- TRECHO DA FONTE -
[xilogravura] Pula a cerca/Brinca el borde

Imaginário

Eu não me lembro quando meu interesse por algumas questões que aconteciam no México surgiram. Eu escutava música mexicana, a maior parte ligada ao punk, e bandas de outros lugares que também dialogavam sobre as questões do México. Desobediencia Civil, Molotov, Los Crudos, Brujería e Vieja Guardia são alguns exemplos. Eu gostava de ler as letras que falavam sobre os zapatistas, sobre o narcotráfico, sobre história da região, revoluções, guerras, sobre corrupção, sobre estilo de vida e sobre a migração. Era uma forma de ter certa sensação de curiosidade poder imaginar as diferenças desta região para onde vivo aqui no Brasil, fazer assimilações, também estudar o idioma espanhol. Eu curtia muito escutar punk que cantava em espanhol, eu tinha a sensação de que as letras eram mais complexas, mais diretas e tratavam sobre mais temas que as bandas daqui. Ainda que essa tenha sido uma suposição equivocada da minha parte, escutar bandas como Los Muertos de Cristo, @patia No, Fun People e Sin Dios (uma música desta última gerou o nome que uso desde 2008: La Idea) me davam uma noção do quanto eu poderia aprender e imaginar sobre as diferentes questões do mundo.
Em 2008, eu assinava o jornal Le Monde Diplomatique. Era uma jornal legal, porém muito acadêmico e muito denso, e eu acabava ficando de saco cheio de algumas matérias cuja escrita era técnica demais pra minha compreensão na época. Em abril daquele ano, a edição que chegou trazia uma matéria sobre algumas questões que a região da fronteira estava passando por conta da implantação do NAFTA (Acordo de Livre Comércio da América do Norte) que entrou em vigor no primeiro dia de 1994, e 14 anos depois os agricultores mexicanos estavam passando aperto com a industrialização forçada e com as isenções tributárias impostas pelos Estados Unidos ao México.

- INFORMAÇÕES APRESENTADAS -
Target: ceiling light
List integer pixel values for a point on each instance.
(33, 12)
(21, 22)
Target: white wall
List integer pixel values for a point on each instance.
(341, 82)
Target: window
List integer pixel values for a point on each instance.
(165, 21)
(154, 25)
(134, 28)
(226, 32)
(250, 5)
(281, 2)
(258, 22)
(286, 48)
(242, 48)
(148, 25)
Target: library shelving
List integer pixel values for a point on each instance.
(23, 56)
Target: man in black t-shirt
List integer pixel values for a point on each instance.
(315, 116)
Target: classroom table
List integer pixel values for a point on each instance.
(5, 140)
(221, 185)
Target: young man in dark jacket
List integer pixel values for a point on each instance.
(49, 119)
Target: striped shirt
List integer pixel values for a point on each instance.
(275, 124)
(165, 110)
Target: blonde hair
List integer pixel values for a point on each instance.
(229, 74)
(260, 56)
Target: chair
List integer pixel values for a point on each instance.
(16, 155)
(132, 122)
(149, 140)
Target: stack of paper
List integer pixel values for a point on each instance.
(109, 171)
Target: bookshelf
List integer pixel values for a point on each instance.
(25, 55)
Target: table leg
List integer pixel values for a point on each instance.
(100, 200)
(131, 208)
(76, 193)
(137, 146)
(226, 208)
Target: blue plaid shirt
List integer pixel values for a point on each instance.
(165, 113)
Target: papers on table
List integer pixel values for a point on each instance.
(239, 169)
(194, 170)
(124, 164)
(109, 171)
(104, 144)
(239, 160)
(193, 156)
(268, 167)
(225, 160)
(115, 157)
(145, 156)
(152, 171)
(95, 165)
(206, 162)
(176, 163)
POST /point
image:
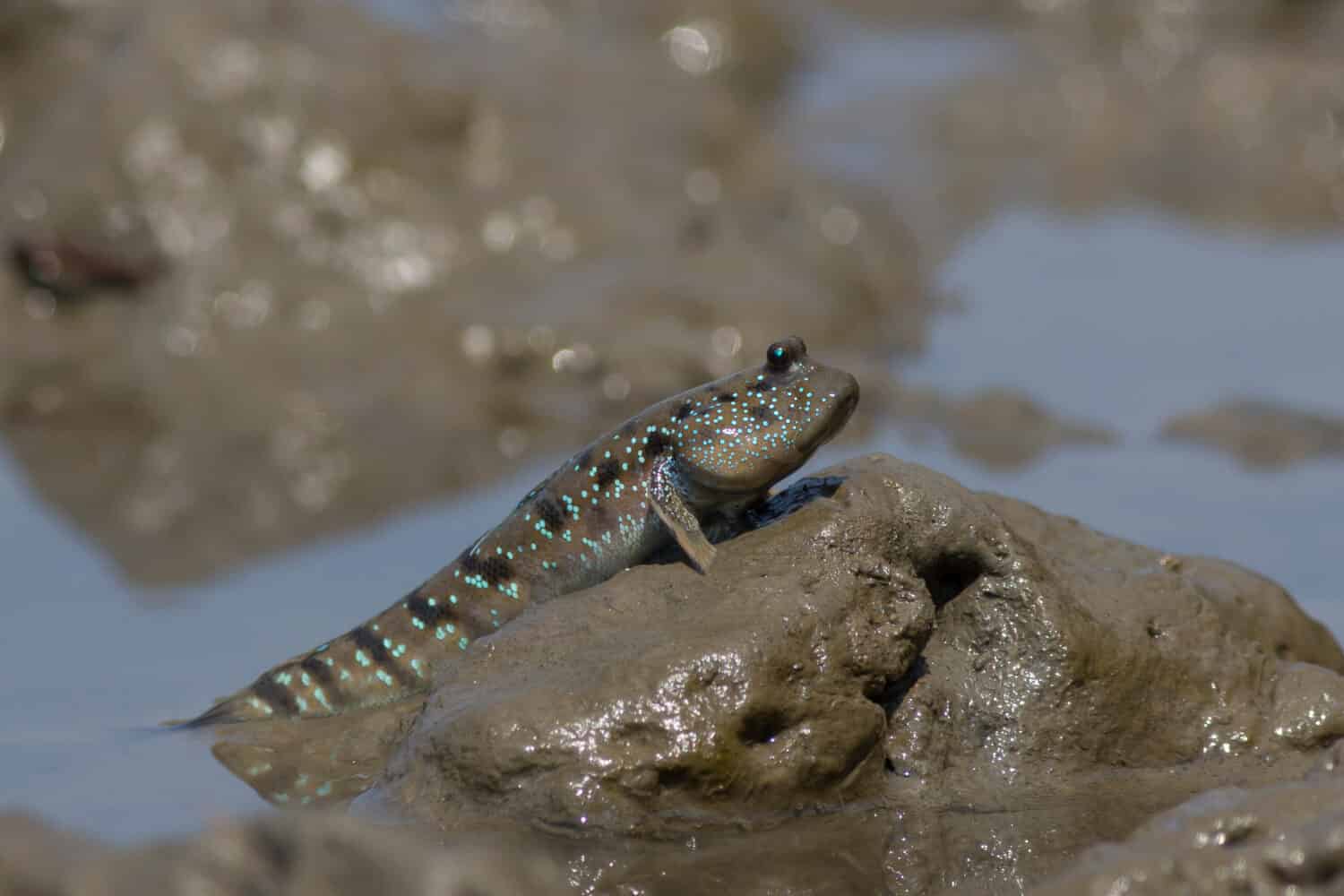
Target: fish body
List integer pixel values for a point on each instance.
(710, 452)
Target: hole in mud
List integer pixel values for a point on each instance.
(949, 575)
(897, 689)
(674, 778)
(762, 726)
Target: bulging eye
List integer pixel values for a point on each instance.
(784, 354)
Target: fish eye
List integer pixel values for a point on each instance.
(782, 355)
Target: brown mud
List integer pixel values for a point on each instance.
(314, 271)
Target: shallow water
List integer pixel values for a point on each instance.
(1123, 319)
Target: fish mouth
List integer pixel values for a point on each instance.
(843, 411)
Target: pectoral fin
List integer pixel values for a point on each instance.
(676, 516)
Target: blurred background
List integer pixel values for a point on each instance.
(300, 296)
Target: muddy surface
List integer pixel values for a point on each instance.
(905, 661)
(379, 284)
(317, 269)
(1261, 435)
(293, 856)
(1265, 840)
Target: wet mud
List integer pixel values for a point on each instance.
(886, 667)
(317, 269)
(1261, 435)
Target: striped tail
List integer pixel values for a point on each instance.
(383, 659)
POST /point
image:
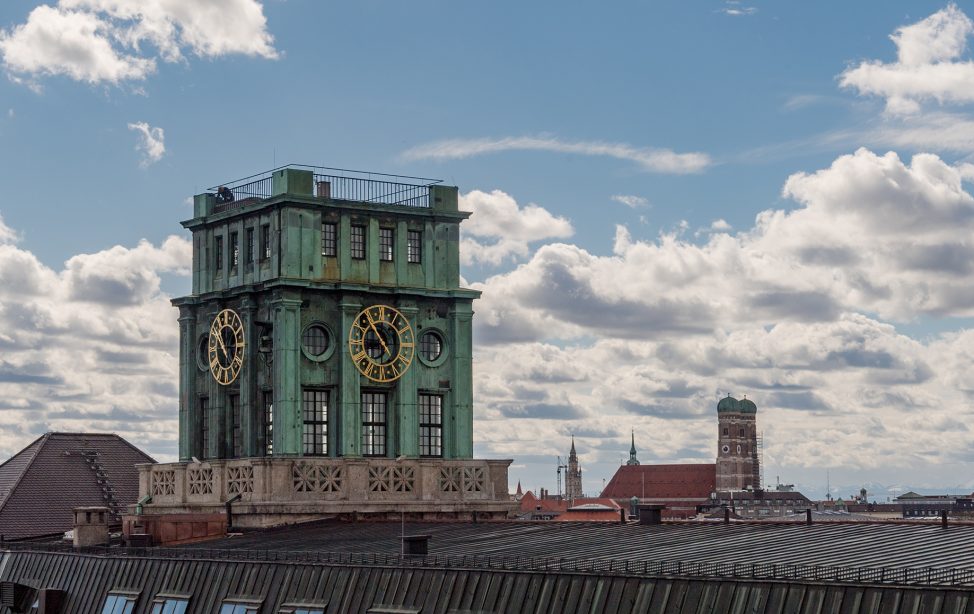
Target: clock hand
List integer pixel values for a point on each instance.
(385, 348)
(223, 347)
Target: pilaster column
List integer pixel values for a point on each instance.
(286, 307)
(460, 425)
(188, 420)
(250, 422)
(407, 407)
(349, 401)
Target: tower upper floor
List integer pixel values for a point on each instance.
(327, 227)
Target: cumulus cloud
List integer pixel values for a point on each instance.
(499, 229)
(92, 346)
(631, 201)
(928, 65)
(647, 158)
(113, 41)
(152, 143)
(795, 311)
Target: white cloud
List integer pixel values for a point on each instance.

* * *

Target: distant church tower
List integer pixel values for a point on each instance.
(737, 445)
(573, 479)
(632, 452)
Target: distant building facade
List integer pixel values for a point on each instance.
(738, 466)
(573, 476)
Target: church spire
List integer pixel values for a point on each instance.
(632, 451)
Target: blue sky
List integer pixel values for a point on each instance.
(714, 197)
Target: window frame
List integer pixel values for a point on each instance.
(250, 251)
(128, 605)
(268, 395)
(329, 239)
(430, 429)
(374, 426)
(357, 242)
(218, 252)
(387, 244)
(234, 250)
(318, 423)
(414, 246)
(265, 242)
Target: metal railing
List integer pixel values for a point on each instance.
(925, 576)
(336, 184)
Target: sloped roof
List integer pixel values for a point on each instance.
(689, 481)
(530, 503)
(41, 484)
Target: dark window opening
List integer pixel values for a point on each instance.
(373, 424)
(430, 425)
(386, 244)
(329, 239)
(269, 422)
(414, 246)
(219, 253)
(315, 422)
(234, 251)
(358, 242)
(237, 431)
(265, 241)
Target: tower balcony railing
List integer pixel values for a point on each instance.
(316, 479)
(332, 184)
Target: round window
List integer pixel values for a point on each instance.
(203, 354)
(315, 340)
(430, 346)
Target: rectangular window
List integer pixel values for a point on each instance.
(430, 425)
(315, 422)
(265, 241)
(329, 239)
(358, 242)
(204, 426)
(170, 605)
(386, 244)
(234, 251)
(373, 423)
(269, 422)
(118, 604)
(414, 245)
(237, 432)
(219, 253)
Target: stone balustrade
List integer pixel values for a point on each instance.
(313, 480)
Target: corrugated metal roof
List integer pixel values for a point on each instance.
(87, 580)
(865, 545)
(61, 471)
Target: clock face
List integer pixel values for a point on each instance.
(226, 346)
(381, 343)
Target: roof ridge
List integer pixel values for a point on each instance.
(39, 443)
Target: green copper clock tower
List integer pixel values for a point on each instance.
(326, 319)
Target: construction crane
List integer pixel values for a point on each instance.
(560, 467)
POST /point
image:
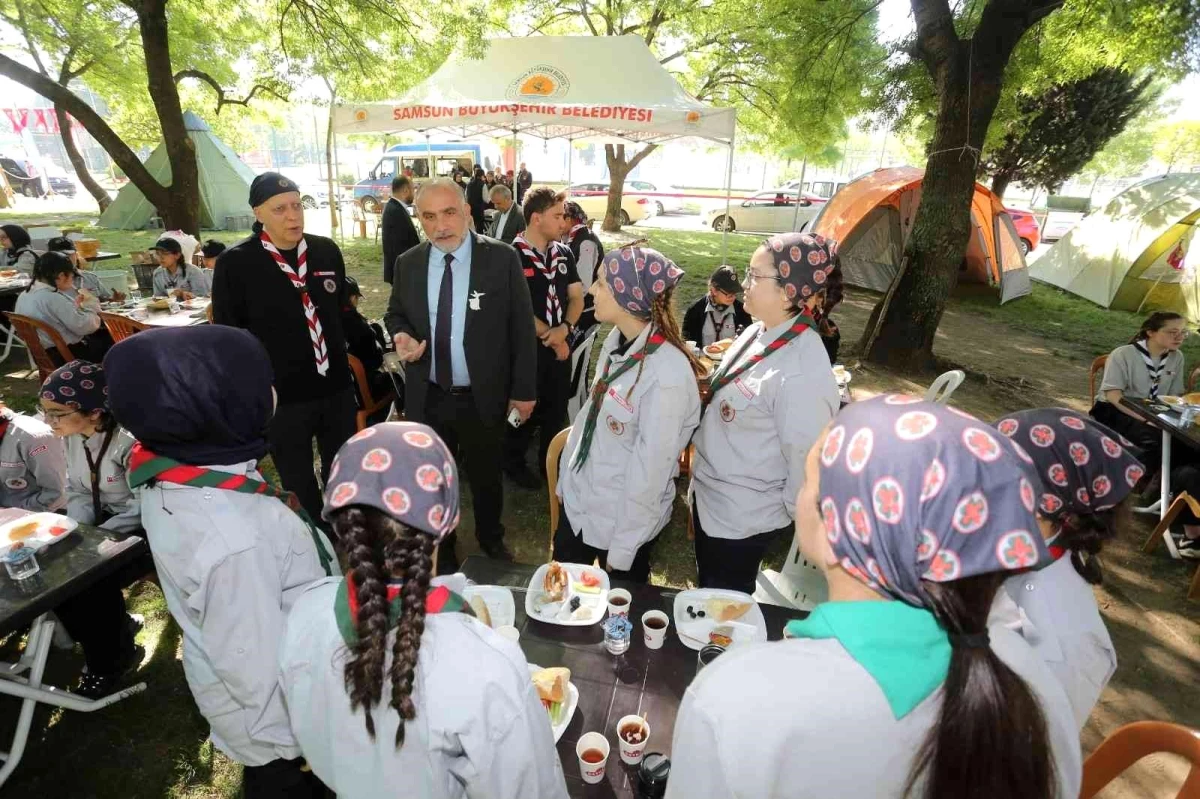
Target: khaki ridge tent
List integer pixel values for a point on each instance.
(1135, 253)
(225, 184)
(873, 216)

* * *

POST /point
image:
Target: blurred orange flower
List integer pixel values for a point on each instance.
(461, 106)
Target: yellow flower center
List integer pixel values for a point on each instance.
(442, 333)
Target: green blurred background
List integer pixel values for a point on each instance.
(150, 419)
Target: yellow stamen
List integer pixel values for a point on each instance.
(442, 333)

- INSTRUÇÃO -
Continue o relato sobre o interesse pelo México a partir do ponto em que ele termina. Os itens não são necessários para esta atividade.

- RESPOSTA DO EXERCÍCIO -
A matéria dizia respeito a um lugar muito específico: Ciudad Juárez. Cd. Juárez é uma cidade que fica no extremo centro/norte do país, no meio do deserto, bem na divisa com o Texas (Estados Unidos). A cidade do lado de lá da fronteira, El Paso, era considerada a cidade mais segura dos Estados Unidos, e a do lado de cá, Cd. Juárez, a mais violenta do mundo. As cidades antes se chamavam apenas Paso del Norte, e com a guerra entre Estados Unidos e México em 1844, onde os Estados Unidos usurparam, através de um acordo, metade das terras mexicanas, o Rio Bravo que cortava Paso del Norte ao meio foi eleito como o demarcador da fronteira, separando a mesma cidade entre dois países distintos. Pelo fato da localidade se encontrar no meio de uma região desértica, as duas cidades se desenvolveram de maneira conjunta e dependente, até o fechamento das fronteiras.

A fotografia que acompanhava a matéria me chamou atenção: Um homem pulava a cerca que divide as duas cidades. Sim, é uma cerca, não um muro. Na real, são várias cercas em sequência, logo após da borda do Rio Bravo, hoje canalizado, com pistas para carros de vigilância. O acesso entre os dois países se dão por pontes, onde tem a Aduana de ambos países, sendo que para entrar no México é super rápido, mas para entrar nos Estados Unidos costumam ter muitas filas e fiscalizações. Em Cd. Juárez se encontram 4 pontes para veículos e 1 para trem de carga, e as pontes são a principal simbologia entre essa confusão que significa ser um cidadão fronteiriço, cheio de aberturas culturais, sociais, identitárias e de fechamentos comerciais e de fluxos de pessoas ao mesmo tempo.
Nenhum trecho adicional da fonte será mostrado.